- _Extrait fourni_:
+ + +

Art et Eglise – une rencontre passionnante et passionnée

L'Eglise et la culture vont de pair depuis toujours. Bien que la musique et les arts figuratifs se soient depuis longtemps distancés de la religion, cette dernière ne cesse d'inspirer les artistes. De nombreuses paroisses organisent régulièrement des manifestations culturelles.

Les fresques dans les catacombes de Rome en sont les témoins, au IIe siècle déjà, les chrétiens proclamaient leur foi au travers de l'art. Christ en croix, Christ en gloire, Vierge ou Dernier repas, ces images, ces représentations sont depuis cette époque des classiques du répertoire artistique à travers les siècles. Les premiers chrétiens, à Jérusalem, sont déjà décrits comme ceux qui, "unanimes, se rendaient chaque jour assidûment au temple" (Ac 2,46) pour louer Dieu en chantant des psaumes. La musique religieuse est devenue dès cette période une expression artistique de la chrétienté.

L'architecture, le théâtre, la sculpture et la littérature, puis, dès le siècle dernier, la photographie et le cinéma représentent d'autres modes d'expressions artistiques pour s'adresser à Dieu et à l'être humain, pour partager ses questions à l'égard de Dieu ou pour permettre à ses sentiments de se révéler.

L'art est le propre de l'homme, un peu comme le fait de se tenir debout. L'art est resté intimement lié à la religion (jusqu'à il y a quelques siècles). L'un des plus anciens exemples est la "Vénus de Willendorf", une petite statuette de pierre âgée de 25'000 ans représentant une déesse de la fertilité. Comme le christianisme, au contraire du judaïsme ou de l'Islam, ne connaît pas d'interdiction de représenter des êtres humains ou Dieu, les artistes ont eu toute liberté de s'exprimer.

Cependant, à la Renaissance et à la suite des différents courants humanistes, l'art s'est émancipé et s'est éloigné de la religion. Dans un passé plus récent, l'art s'est parfois même inscrit en opposition vis-à-vis du christianisme ou de la religion en général.

Pourtant, à toutes les périodes, il y a eu, et il y a encore un art qui se comprend comme l'accompagnement certes critique, mais aussi positif de la foi chrétienne. Cela se constate en particulier dans le domaine de la musique; les renouveaux spirituels donnent régulièrement vie à de nouvelles formes d'expression musicale. Un exemple typique allant dans ce sens sont les chants de la communauté œcuménique de Taizé. Mais d'autres domaines de la création artistique sont souvent en lien avec la foi.

Dans plusieurs paroisses des Eglises réformées Berne-Jura-Soleure, la création artistique a reçu un nouveau statut lors de la dernière décennie. Les exemples qui suivent ne sont qu'un échantillon des riches offres présentes dans le ressort territorial de l'Eglise.

+ + +

- _Liste des entrées_:
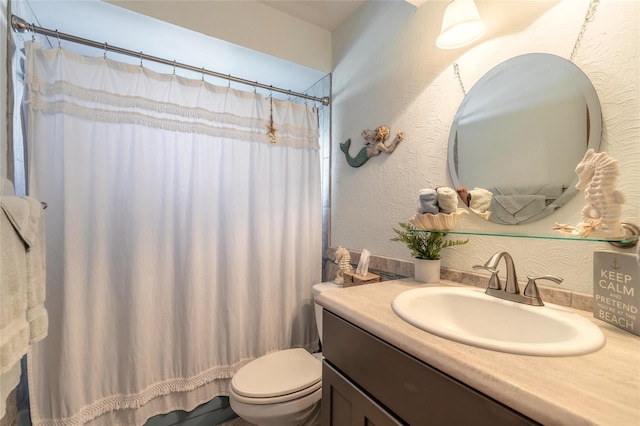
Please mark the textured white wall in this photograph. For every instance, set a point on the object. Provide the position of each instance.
(246, 23)
(387, 70)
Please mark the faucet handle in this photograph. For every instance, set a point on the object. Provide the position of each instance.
(531, 290)
(494, 281)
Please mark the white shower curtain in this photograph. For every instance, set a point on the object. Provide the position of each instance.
(181, 243)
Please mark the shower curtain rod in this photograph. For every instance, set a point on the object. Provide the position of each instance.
(20, 25)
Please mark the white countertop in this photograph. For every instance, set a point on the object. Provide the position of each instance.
(601, 388)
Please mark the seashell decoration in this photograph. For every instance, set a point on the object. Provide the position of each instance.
(597, 175)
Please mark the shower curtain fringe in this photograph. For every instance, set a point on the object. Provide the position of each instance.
(20, 25)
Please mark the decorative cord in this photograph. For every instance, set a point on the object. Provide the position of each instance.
(456, 72)
(591, 11)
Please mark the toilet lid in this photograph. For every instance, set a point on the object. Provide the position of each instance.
(278, 373)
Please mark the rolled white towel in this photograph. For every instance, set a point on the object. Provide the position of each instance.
(479, 202)
(447, 199)
(428, 199)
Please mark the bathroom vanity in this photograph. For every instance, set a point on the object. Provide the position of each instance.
(380, 370)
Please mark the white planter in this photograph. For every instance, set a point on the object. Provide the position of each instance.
(427, 271)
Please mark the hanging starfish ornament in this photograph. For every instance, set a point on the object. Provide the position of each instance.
(271, 134)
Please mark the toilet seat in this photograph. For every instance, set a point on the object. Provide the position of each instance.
(277, 377)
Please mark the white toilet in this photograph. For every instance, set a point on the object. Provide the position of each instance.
(282, 388)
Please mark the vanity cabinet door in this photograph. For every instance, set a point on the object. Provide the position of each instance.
(416, 393)
(343, 404)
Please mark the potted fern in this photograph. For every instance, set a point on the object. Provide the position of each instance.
(425, 247)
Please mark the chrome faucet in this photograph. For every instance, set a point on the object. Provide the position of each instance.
(511, 291)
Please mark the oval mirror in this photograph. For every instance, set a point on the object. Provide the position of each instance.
(520, 133)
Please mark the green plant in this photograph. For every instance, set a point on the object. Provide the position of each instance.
(424, 244)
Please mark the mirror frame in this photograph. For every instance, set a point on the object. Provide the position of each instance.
(594, 131)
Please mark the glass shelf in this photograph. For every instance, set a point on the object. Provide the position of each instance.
(631, 240)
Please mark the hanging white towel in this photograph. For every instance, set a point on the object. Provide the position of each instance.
(23, 319)
(26, 250)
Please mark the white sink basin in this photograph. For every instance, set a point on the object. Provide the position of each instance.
(467, 315)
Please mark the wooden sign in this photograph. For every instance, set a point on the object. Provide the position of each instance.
(616, 289)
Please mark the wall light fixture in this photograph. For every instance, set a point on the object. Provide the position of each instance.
(461, 25)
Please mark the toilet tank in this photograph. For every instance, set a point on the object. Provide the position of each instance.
(317, 289)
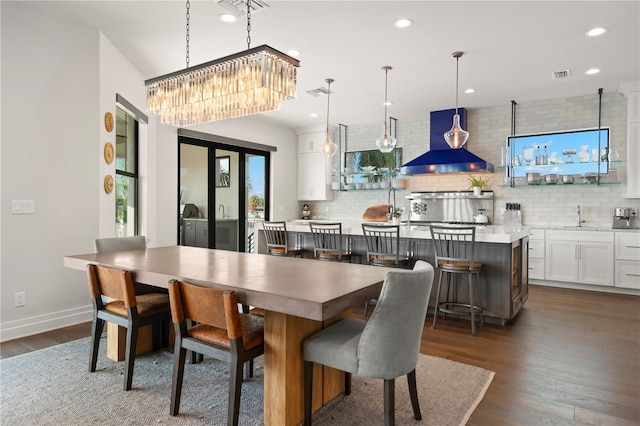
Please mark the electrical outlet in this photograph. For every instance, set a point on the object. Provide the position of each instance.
(20, 299)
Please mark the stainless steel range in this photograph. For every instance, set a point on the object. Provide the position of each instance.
(451, 207)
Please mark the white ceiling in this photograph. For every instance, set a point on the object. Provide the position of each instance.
(511, 49)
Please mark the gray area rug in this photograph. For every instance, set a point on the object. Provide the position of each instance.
(53, 387)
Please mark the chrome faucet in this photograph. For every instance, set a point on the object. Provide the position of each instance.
(580, 221)
(393, 206)
(224, 215)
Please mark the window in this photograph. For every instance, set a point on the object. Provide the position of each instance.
(126, 174)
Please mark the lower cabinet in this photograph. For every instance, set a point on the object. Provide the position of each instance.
(627, 269)
(584, 257)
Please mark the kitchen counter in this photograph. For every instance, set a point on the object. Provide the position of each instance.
(484, 233)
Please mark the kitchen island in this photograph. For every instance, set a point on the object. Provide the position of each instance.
(503, 251)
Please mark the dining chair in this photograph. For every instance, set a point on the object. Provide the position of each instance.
(383, 249)
(114, 299)
(137, 242)
(221, 332)
(277, 242)
(454, 248)
(385, 347)
(328, 242)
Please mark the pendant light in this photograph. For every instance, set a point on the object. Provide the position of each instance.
(457, 136)
(328, 148)
(386, 143)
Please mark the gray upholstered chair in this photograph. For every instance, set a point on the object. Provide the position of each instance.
(137, 242)
(385, 347)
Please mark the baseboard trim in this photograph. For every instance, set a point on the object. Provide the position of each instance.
(39, 324)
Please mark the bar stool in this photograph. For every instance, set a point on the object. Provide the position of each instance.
(454, 255)
(328, 242)
(383, 249)
(277, 243)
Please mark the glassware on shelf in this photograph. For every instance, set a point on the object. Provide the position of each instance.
(583, 155)
(528, 154)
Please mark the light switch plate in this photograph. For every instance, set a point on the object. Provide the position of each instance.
(23, 206)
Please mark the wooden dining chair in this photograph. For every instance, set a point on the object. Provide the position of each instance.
(328, 242)
(221, 332)
(114, 299)
(275, 234)
(385, 347)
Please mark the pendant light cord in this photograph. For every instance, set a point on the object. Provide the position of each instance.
(187, 37)
(248, 24)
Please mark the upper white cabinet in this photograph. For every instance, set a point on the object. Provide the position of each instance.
(628, 260)
(632, 92)
(314, 177)
(584, 257)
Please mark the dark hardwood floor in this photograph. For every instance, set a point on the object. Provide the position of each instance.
(570, 358)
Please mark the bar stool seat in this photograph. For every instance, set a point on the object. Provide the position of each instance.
(454, 256)
(328, 242)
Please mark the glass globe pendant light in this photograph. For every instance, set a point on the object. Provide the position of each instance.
(328, 148)
(386, 143)
(457, 136)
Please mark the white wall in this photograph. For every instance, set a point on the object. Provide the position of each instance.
(57, 82)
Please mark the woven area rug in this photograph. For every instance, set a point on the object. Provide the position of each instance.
(53, 387)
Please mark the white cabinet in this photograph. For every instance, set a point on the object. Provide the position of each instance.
(313, 169)
(627, 269)
(536, 254)
(584, 257)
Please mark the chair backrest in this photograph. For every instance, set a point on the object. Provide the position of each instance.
(453, 244)
(275, 234)
(210, 306)
(390, 342)
(382, 241)
(112, 283)
(137, 242)
(327, 237)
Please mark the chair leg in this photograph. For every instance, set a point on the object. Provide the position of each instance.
(413, 393)
(130, 354)
(96, 333)
(389, 403)
(235, 389)
(347, 383)
(179, 358)
(437, 304)
(308, 389)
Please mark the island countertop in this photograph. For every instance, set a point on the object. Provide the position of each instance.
(484, 233)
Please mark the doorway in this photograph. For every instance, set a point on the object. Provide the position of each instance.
(223, 191)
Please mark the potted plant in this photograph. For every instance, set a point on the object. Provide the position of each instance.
(477, 183)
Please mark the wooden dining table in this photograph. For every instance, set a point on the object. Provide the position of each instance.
(300, 296)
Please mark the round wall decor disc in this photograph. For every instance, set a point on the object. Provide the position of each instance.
(108, 121)
(108, 184)
(108, 152)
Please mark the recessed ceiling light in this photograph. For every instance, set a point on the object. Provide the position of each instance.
(227, 17)
(594, 32)
(403, 23)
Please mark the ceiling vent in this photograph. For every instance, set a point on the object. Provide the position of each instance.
(239, 7)
(561, 74)
(317, 92)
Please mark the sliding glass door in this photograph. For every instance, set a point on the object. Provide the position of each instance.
(223, 192)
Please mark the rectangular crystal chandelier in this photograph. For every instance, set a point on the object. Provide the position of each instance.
(255, 80)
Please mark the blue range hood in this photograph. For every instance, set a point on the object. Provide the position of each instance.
(441, 158)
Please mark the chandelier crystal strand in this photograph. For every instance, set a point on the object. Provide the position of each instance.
(328, 148)
(246, 83)
(386, 143)
(456, 137)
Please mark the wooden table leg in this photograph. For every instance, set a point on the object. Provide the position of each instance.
(283, 370)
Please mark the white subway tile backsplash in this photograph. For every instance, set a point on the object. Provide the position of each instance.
(542, 205)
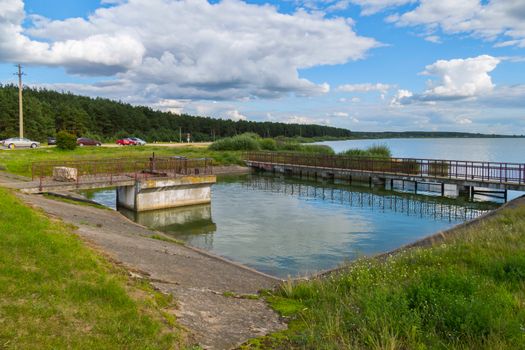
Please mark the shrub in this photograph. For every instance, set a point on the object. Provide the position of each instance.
(319, 149)
(236, 143)
(66, 140)
(251, 135)
(268, 144)
(289, 146)
(381, 151)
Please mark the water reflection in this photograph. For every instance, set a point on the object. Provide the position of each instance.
(286, 226)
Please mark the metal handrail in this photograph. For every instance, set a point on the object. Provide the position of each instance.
(134, 167)
(433, 168)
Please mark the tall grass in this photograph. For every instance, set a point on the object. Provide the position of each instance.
(467, 292)
(19, 161)
(253, 142)
(57, 294)
(382, 151)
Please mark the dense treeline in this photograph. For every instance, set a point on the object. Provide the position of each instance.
(46, 112)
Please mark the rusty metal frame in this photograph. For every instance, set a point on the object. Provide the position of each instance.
(112, 169)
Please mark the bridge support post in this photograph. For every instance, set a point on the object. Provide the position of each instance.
(166, 193)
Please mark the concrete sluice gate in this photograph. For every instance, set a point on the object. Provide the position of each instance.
(154, 194)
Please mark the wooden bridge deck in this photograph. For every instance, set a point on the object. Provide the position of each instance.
(499, 176)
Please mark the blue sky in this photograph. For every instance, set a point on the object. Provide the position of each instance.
(377, 65)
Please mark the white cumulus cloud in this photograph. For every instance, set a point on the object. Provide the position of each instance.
(502, 21)
(189, 49)
(461, 78)
(235, 115)
(366, 87)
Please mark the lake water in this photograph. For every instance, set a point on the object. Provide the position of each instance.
(510, 150)
(505, 150)
(291, 227)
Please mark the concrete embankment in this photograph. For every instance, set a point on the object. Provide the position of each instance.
(201, 283)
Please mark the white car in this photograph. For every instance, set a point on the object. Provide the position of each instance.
(14, 142)
(137, 141)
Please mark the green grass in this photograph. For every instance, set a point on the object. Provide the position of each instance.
(19, 161)
(465, 293)
(56, 293)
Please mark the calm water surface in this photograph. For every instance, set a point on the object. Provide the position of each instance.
(289, 227)
(506, 150)
(488, 150)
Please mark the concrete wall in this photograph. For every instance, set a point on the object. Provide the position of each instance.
(166, 193)
(126, 197)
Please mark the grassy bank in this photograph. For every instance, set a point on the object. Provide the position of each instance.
(465, 293)
(253, 142)
(57, 293)
(19, 161)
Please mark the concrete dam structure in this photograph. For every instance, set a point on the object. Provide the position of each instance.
(142, 184)
(154, 194)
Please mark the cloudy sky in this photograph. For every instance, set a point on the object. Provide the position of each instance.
(444, 65)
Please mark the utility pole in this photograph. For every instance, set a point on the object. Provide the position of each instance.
(20, 102)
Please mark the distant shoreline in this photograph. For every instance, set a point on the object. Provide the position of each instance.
(362, 135)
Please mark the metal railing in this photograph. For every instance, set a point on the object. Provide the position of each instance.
(509, 173)
(117, 169)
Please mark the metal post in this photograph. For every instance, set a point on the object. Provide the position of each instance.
(20, 101)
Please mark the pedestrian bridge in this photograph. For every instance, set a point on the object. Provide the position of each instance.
(465, 175)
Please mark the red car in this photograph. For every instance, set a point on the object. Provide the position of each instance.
(126, 142)
(84, 141)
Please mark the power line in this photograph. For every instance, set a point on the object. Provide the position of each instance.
(20, 100)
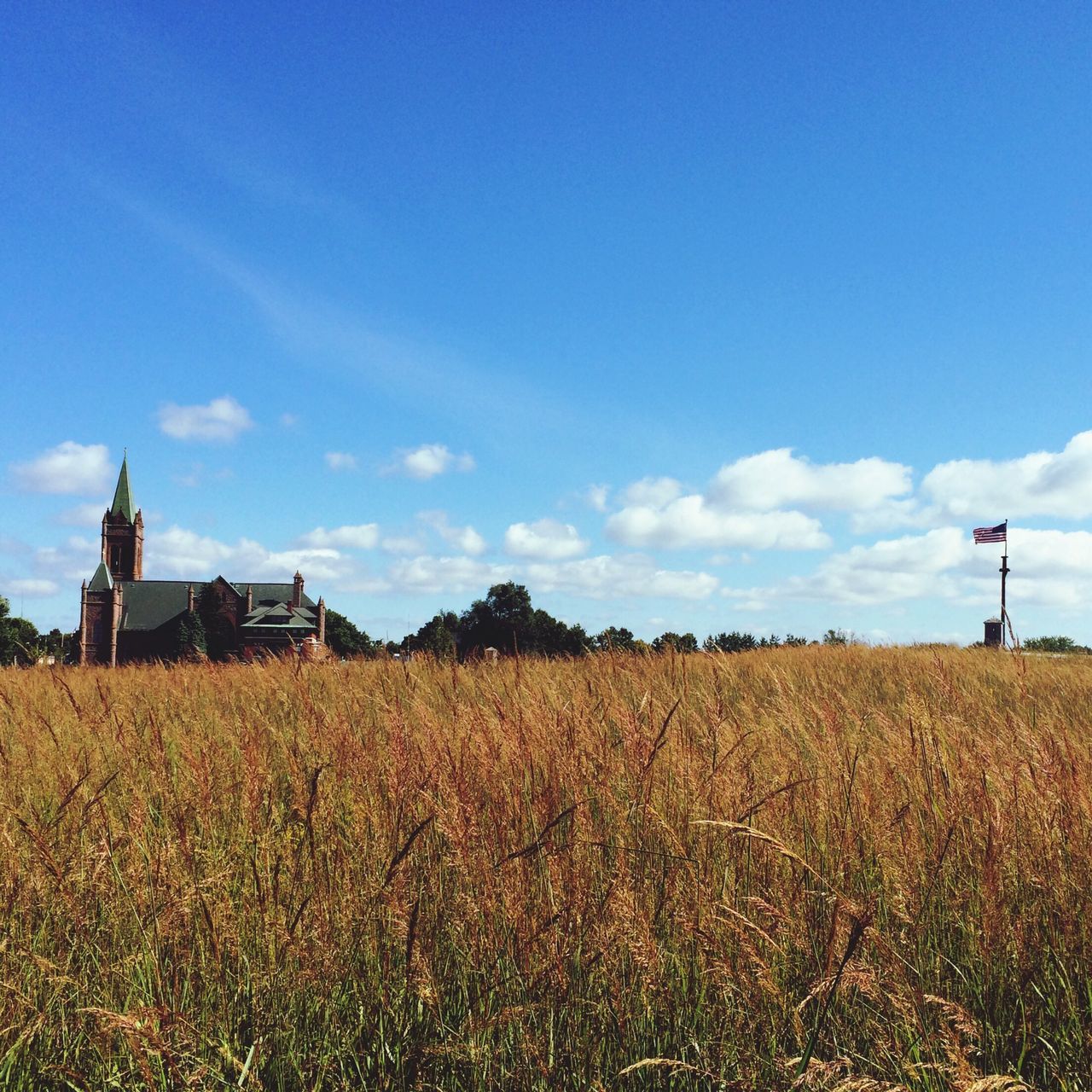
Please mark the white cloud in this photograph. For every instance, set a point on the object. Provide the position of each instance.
(75, 560)
(595, 497)
(652, 491)
(428, 461)
(83, 515)
(691, 521)
(358, 537)
(778, 479)
(184, 554)
(545, 539)
(1054, 569)
(221, 421)
(464, 538)
(629, 574)
(433, 574)
(69, 468)
(1044, 483)
(402, 544)
(340, 461)
(31, 588)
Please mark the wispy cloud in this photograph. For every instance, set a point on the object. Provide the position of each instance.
(221, 421)
(428, 461)
(340, 461)
(69, 468)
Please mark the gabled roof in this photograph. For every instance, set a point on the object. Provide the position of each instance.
(123, 495)
(269, 594)
(102, 581)
(148, 604)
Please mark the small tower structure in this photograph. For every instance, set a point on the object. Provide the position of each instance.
(124, 532)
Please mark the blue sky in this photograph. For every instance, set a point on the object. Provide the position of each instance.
(694, 317)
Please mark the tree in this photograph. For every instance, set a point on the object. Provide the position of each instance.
(555, 638)
(346, 639)
(729, 642)
(189, 636)
(437, 636)
(19, 638)
(679, 642)
(1052, 644)
(506, 620)
(502, 620)
(615, 639)
(218, 631)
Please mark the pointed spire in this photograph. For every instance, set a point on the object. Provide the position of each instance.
(123, 496)
(102, 581)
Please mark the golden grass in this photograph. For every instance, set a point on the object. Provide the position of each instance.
(833, 868)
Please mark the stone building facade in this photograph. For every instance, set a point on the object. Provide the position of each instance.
(125, 619)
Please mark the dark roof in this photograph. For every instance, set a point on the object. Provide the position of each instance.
(268, 594)
(148, 604)
(123, 496)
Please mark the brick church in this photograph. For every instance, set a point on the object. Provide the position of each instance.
(125, 619)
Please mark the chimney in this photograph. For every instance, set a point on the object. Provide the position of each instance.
(83, 624)
(115, 624)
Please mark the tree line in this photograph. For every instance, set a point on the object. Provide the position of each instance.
(505, 620)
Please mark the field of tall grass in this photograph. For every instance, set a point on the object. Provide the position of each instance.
(829, 868)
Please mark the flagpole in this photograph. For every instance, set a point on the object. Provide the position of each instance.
(1005, 572)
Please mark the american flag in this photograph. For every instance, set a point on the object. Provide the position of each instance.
(998, 534)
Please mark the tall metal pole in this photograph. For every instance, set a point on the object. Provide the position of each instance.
(1005, 572)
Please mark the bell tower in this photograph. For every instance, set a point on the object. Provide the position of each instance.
(124, 533)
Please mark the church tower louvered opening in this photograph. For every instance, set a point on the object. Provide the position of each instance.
(124, 533)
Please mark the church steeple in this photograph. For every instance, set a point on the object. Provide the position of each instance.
(124, 532)
(123, 496)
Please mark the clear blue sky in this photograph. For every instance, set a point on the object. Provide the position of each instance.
(423, 297)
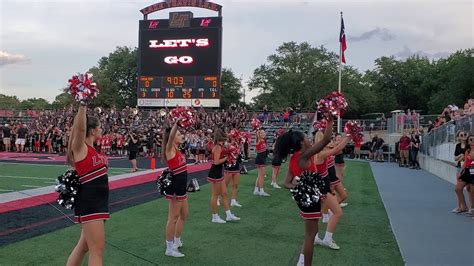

+ + +

- _Objectifs_:
**1.** Selon l'extrait sur l'art et l'Église, pourquoi les artistes ont-ils eu toute liberté de s'exprimer ? Répondez en une à trois phrases.
**2.** Relevez chaque ligne des entrées qui contient la chaîne "crystal", en tenant compte de la casse.
L'extrait et les entrées n'ont aucun lien entre eux.

- _Réponses fournies_:
**1.** Le christianisme, au contraire du judaïsme ou de l'Islam, n'interdit pas de représenter des êtres humains ou Dieu.

**2.**
Please mark the rectangular crystal chandelier in this photograph. For every instance, set a point on the object. Provide the position of each instance.
Please mark the chandelier crystal strand in this photograph. For every instance, set a point on the object. Provide the position of each instance.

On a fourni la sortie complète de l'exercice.